Task requirements => Scan the listing beneath this sentence. Report each line with the word "below".

** Opening Exercise input block **

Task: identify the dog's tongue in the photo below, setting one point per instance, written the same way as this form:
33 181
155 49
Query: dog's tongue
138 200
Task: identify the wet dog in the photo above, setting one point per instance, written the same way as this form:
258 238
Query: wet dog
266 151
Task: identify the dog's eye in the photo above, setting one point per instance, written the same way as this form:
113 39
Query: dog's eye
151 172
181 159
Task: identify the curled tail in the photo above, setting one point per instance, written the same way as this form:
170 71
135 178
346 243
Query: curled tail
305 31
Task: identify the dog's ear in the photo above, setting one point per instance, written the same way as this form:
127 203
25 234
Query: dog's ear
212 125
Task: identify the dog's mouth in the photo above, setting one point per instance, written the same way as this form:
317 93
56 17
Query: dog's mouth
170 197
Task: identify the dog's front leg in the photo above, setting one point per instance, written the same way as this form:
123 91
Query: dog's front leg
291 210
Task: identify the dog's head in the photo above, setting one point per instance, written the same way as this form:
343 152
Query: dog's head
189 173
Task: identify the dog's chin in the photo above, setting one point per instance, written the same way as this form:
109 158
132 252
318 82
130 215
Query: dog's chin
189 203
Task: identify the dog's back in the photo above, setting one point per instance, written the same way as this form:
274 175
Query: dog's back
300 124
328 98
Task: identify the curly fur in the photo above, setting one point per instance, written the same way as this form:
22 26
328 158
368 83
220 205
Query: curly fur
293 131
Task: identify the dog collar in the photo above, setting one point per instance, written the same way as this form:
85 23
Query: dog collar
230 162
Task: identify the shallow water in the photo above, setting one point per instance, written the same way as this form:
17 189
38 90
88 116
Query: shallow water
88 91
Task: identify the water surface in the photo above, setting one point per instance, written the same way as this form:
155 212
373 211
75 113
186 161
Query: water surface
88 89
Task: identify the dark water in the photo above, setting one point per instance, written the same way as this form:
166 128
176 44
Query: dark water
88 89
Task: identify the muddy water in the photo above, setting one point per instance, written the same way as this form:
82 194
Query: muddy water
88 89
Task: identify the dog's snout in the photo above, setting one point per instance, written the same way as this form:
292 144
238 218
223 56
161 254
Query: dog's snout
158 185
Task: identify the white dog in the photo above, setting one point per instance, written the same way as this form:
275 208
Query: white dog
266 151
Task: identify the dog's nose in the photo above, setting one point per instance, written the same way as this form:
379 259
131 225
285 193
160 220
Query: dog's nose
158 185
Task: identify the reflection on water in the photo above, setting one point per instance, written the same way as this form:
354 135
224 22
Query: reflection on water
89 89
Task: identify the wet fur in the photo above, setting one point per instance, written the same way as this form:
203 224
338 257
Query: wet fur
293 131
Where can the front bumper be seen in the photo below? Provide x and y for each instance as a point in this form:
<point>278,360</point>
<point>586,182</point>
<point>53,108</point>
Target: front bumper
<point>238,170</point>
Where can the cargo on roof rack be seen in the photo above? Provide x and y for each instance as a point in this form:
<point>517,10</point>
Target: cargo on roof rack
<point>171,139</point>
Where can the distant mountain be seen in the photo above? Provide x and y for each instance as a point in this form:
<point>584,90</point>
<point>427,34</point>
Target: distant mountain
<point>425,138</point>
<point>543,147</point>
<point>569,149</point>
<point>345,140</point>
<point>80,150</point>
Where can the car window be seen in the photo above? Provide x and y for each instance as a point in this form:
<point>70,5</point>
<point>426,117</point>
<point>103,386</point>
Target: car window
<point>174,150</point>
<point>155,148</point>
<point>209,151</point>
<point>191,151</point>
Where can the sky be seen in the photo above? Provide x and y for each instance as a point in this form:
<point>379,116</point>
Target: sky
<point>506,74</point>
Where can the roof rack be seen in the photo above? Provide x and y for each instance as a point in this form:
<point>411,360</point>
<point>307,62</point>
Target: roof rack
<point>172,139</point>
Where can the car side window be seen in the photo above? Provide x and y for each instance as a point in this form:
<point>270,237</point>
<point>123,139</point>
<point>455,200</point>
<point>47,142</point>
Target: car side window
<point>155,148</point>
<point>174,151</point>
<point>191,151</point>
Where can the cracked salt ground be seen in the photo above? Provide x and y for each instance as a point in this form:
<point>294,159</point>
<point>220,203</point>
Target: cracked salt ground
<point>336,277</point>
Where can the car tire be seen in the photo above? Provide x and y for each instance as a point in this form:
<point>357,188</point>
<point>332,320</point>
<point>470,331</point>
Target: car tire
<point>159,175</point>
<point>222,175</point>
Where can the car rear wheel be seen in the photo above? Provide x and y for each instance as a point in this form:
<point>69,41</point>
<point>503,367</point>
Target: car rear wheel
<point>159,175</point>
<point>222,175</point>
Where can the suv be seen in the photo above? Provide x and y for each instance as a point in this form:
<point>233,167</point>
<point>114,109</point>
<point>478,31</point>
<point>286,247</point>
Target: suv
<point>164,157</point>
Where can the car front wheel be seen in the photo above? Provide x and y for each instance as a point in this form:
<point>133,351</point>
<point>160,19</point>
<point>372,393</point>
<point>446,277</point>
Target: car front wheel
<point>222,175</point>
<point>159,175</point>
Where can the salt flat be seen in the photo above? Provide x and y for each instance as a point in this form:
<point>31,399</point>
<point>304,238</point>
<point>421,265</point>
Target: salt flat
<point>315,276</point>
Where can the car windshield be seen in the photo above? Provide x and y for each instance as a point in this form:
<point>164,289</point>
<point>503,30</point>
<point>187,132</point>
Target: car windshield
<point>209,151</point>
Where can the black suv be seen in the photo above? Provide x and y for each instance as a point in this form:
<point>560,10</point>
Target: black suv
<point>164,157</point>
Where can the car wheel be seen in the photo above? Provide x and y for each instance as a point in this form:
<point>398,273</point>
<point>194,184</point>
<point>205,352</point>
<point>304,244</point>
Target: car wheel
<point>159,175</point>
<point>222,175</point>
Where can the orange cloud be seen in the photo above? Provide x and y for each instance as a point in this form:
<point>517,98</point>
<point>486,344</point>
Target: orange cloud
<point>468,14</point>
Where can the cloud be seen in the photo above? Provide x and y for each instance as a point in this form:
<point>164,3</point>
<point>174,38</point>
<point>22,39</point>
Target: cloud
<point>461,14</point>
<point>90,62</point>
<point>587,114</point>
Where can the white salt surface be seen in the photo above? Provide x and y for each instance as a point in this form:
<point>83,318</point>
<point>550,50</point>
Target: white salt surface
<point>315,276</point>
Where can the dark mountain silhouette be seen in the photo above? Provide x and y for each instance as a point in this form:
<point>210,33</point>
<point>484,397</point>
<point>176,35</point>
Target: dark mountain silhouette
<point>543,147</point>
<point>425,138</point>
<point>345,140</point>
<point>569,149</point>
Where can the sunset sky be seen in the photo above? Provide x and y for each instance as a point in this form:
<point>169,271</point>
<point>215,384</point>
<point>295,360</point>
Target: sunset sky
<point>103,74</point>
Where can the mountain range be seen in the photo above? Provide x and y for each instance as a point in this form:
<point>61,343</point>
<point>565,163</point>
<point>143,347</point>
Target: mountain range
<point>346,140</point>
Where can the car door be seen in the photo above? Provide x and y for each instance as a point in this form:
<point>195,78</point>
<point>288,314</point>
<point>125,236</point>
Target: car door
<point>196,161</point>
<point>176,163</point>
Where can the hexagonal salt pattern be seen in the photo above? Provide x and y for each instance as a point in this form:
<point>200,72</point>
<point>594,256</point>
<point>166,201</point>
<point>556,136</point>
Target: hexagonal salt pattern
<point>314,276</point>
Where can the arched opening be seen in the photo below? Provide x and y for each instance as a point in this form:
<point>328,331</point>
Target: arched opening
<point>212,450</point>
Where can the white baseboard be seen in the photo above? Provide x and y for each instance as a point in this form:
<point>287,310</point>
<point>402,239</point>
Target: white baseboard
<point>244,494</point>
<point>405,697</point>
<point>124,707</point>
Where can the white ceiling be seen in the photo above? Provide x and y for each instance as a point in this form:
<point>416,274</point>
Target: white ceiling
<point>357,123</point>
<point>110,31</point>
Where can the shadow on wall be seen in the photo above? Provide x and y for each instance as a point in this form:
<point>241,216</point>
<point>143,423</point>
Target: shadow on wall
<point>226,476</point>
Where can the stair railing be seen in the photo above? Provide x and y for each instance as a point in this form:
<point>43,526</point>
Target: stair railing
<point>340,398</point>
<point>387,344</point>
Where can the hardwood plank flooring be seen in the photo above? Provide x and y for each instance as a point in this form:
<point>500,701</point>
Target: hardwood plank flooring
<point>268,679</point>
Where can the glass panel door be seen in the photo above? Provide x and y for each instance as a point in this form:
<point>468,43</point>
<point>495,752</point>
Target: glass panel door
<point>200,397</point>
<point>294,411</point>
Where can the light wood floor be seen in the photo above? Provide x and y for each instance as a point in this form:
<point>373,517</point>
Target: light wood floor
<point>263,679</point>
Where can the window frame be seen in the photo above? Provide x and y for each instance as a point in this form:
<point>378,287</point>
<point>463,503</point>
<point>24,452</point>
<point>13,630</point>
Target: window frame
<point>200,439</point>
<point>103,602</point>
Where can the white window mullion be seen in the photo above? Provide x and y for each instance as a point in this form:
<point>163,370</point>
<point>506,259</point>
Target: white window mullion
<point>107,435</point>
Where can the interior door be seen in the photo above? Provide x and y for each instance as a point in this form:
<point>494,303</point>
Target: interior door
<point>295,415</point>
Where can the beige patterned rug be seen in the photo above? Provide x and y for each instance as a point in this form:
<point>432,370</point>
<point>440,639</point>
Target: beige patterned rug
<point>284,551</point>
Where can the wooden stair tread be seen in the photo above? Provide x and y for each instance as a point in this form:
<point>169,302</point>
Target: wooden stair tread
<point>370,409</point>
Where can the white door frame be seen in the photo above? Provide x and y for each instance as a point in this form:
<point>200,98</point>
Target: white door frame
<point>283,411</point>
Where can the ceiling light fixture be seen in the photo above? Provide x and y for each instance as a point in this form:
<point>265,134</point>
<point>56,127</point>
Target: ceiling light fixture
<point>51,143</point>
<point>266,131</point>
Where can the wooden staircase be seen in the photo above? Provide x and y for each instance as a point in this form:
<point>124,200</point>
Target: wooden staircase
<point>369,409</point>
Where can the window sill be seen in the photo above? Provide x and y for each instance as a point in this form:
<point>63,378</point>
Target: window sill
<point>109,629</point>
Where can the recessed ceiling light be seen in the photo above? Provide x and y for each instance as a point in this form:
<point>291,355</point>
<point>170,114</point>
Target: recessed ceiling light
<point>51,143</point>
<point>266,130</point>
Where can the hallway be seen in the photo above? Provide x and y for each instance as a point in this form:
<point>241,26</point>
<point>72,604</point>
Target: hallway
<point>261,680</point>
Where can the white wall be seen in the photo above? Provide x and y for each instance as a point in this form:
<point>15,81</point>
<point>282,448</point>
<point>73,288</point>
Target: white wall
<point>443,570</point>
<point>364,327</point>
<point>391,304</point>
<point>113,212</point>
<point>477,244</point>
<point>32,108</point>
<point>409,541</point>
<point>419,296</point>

** Closing Exercise input block **

Output of the task =>
Task: identify the dog's tongue in the photo below, setting one point per instance, written the same way as this form:
Where can the front bumper be seen in the photo below? Provide x and y for each instance as a point in this form:
Where can the arched opening be seen in the photo below? Provide x and y for each instance as a point in this form:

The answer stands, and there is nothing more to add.